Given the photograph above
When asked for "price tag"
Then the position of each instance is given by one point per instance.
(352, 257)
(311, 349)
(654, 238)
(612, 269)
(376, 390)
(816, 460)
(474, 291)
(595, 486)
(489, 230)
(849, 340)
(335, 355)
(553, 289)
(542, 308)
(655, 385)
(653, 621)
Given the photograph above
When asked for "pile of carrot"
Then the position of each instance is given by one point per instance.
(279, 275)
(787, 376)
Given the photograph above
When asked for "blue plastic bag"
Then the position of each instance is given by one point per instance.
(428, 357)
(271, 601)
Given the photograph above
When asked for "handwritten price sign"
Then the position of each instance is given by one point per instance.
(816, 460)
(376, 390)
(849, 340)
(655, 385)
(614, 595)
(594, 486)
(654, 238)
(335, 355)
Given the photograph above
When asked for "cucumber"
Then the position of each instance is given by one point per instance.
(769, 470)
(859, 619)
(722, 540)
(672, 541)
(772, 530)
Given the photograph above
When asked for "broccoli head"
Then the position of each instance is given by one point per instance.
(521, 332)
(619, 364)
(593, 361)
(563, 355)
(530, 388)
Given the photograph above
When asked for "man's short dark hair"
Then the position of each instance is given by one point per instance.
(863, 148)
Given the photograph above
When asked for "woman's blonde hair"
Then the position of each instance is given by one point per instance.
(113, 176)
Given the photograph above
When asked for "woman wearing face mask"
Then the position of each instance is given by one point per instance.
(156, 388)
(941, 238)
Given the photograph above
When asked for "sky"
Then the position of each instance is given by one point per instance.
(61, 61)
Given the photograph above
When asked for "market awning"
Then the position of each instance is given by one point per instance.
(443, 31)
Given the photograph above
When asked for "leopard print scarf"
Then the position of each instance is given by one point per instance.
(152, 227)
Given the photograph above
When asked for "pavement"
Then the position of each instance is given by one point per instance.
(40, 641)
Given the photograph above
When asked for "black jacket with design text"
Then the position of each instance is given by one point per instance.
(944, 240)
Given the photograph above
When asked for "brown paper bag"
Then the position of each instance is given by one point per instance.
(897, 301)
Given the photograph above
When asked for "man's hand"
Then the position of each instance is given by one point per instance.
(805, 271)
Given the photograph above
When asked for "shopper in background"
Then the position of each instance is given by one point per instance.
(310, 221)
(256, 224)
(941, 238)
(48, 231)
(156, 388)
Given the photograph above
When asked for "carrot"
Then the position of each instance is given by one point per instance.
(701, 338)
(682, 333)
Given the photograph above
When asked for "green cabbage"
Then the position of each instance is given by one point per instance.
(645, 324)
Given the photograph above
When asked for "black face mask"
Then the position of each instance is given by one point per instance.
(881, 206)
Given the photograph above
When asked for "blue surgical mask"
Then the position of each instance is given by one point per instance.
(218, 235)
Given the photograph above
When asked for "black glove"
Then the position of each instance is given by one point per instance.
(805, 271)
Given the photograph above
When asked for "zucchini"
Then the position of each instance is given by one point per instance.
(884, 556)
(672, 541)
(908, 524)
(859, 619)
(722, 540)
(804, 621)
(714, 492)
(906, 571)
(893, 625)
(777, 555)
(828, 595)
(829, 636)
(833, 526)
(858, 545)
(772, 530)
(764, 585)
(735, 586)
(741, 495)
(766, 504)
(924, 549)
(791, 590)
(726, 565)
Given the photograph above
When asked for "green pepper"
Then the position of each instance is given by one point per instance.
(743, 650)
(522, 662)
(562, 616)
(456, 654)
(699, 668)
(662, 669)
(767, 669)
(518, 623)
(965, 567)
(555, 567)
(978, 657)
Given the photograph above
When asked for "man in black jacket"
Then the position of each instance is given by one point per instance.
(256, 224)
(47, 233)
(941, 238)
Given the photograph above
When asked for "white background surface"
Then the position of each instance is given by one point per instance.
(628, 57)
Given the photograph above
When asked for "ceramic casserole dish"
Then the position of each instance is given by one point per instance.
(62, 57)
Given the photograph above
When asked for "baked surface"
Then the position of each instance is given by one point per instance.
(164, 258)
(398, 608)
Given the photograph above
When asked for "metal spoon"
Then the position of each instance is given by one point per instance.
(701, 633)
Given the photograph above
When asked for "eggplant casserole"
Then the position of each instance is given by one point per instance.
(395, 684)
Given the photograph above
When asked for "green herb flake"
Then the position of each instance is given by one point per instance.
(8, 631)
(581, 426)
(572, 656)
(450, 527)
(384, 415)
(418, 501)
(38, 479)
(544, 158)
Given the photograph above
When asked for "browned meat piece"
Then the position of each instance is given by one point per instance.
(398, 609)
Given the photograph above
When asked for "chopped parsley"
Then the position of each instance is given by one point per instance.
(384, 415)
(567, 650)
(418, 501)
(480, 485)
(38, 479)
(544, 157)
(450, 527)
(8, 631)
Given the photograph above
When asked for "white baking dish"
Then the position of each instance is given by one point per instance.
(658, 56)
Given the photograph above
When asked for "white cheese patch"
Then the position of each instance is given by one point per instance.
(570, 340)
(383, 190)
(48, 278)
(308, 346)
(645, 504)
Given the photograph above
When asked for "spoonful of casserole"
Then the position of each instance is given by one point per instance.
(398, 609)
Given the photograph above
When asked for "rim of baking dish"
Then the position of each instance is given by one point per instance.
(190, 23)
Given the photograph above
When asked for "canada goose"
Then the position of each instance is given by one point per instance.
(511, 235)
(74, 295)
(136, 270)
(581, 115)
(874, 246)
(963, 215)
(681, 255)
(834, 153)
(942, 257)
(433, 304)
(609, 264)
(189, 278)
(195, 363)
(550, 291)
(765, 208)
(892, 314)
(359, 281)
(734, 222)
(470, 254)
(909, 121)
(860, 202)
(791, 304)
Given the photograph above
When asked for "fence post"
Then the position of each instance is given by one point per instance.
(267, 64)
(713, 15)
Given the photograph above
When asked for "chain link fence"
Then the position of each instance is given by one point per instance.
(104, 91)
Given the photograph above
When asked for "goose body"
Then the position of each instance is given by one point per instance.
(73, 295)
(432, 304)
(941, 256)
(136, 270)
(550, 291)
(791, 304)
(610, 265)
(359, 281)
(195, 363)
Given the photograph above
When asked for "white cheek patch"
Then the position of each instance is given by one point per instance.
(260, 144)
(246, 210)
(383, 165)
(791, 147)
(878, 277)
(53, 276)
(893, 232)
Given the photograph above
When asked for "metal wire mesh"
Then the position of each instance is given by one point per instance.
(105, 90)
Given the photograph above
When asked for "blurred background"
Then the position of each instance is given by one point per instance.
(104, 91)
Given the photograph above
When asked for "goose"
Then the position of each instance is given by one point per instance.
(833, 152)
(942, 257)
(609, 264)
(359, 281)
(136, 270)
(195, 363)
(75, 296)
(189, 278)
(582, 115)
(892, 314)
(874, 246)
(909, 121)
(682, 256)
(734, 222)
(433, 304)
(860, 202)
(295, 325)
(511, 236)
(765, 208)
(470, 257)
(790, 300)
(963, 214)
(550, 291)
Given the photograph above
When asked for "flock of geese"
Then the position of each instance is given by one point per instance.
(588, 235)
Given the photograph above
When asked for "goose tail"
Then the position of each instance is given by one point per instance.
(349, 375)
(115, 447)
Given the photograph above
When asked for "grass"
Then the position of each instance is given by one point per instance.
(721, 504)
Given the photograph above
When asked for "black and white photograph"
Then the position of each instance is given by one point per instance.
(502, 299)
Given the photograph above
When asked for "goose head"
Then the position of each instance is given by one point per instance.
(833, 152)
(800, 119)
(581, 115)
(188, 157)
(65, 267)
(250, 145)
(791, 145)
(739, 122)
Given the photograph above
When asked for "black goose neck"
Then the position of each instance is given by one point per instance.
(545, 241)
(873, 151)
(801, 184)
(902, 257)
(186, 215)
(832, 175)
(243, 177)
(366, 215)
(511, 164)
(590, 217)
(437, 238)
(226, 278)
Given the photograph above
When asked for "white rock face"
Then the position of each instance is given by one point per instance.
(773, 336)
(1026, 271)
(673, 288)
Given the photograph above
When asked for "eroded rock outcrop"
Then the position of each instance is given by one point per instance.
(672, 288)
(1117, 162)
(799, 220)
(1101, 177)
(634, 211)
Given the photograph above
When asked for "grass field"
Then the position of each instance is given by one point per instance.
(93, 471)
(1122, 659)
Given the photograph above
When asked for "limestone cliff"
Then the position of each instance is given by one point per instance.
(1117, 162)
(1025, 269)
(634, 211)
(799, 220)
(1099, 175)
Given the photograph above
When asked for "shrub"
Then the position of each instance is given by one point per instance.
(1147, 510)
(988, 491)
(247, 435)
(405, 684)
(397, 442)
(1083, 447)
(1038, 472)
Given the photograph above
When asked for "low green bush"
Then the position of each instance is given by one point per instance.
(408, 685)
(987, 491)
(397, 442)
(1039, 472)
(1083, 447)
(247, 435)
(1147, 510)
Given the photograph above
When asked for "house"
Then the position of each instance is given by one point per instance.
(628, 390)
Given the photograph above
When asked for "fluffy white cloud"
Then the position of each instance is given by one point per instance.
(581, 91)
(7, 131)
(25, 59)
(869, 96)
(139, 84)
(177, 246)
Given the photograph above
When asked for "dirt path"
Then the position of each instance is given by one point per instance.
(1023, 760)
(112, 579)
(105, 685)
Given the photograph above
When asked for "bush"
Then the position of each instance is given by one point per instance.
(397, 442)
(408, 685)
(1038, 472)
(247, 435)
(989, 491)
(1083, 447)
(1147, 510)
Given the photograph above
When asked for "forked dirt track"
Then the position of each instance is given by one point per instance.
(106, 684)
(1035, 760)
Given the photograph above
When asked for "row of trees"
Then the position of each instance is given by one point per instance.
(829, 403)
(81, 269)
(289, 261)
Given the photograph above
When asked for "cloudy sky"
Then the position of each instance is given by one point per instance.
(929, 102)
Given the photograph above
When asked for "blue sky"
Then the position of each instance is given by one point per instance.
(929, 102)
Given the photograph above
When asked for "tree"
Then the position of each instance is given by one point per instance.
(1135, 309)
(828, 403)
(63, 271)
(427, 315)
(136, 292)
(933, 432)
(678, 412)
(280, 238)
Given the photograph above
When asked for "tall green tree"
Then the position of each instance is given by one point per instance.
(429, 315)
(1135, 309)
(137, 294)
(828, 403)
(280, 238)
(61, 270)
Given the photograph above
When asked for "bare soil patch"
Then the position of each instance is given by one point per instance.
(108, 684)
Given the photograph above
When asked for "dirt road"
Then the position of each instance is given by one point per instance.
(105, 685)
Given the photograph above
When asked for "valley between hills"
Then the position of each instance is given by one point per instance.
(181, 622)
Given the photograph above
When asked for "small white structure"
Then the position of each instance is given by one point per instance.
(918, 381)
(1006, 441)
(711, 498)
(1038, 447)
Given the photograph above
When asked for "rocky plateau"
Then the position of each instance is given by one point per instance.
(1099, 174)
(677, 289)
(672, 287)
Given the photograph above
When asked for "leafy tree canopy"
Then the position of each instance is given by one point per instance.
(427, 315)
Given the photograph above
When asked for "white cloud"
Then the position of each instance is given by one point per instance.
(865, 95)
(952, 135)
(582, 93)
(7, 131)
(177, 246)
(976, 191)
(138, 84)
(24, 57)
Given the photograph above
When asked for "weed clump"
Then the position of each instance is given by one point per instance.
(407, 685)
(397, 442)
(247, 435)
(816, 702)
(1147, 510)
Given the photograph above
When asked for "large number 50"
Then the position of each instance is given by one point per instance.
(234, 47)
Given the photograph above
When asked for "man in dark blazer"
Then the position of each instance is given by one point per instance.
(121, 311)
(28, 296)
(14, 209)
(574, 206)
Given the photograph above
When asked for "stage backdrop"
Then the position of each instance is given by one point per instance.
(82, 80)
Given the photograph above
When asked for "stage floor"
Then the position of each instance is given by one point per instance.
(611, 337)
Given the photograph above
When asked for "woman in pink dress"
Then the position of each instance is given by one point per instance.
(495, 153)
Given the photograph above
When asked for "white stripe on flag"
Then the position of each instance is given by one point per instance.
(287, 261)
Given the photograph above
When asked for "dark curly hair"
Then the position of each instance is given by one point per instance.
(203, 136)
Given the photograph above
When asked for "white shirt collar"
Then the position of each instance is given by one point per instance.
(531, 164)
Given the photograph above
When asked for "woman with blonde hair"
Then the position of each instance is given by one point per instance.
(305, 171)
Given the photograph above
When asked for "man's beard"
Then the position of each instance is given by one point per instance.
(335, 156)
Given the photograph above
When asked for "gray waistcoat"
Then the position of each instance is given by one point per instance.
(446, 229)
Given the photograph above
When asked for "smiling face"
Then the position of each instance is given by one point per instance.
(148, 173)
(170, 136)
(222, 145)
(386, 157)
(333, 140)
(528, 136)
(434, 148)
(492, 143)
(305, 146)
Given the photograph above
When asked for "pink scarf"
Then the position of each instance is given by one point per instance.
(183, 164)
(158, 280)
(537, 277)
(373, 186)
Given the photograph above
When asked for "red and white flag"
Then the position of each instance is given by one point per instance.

□ □ □

- [PROBLEM TO WORK ON] Pull out every line above that contains the word "hair", and copy each one.

- [THE RESULT]
When asked for "man's short dark hair"
When asked for "woman's blonde hair"
When asked for "dark curly hair"
When asked for "woman with blonde hair"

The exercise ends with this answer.